RECORDS TO PROCESS START

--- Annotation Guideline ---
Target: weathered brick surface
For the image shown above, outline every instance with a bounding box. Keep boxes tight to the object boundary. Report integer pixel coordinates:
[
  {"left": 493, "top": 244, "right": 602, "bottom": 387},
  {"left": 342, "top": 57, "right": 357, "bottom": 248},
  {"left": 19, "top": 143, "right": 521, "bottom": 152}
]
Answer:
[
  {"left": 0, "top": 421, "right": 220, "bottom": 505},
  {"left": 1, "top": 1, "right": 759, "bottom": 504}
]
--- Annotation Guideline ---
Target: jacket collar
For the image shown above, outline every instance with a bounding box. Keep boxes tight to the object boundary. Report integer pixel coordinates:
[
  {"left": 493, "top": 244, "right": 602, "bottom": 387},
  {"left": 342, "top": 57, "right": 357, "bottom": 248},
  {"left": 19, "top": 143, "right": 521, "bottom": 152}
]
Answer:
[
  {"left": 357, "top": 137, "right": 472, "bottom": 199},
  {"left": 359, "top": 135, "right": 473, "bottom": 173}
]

RECORDS TO PROCESS END

Please write out the data again exactly as it stands.

--- Annotation Guideline ---
Target: weathered brick surface
For the image shown above, outline every instance with a bounding box. Keep boxes tight to the object boundary. Report integer pixel coordinates:
[
  {"left": 493, "top": 244, "right": 602, "bottom": 387},
  {"left": 342, "top": 57, "right": 357, "bottom": 248},
  {"left": 19, "top": 143, "right": 521, "bottom": 152}
]
Answer:
[
  {"left": 0, "top": 421, "right": 220, "bottom": 505},
  {"left": 1, "top": 1, "right": 759, "bottom": 504}
]
--- Annotation Guideline ---
Target: jacket collar
For the image shown above, outline every instance with a bounding box. Keep boxes tight to the object boundary. Report integer pixel coordinates:
[
  {"left": 493, "top": 244, "right": 602, "bottom": 387},
  {"left": 342, "top": 57, "right": 357, "bottom": 248},
  {"left": 19, "top": 143, "right": 521, "bottom": 152}
]
Answer:
[
  {"left": 357, "top": 137, "right": 472, "bottom": 199},
  {"left": 359, "top": 135, "right": 473, "bottom": 173}
]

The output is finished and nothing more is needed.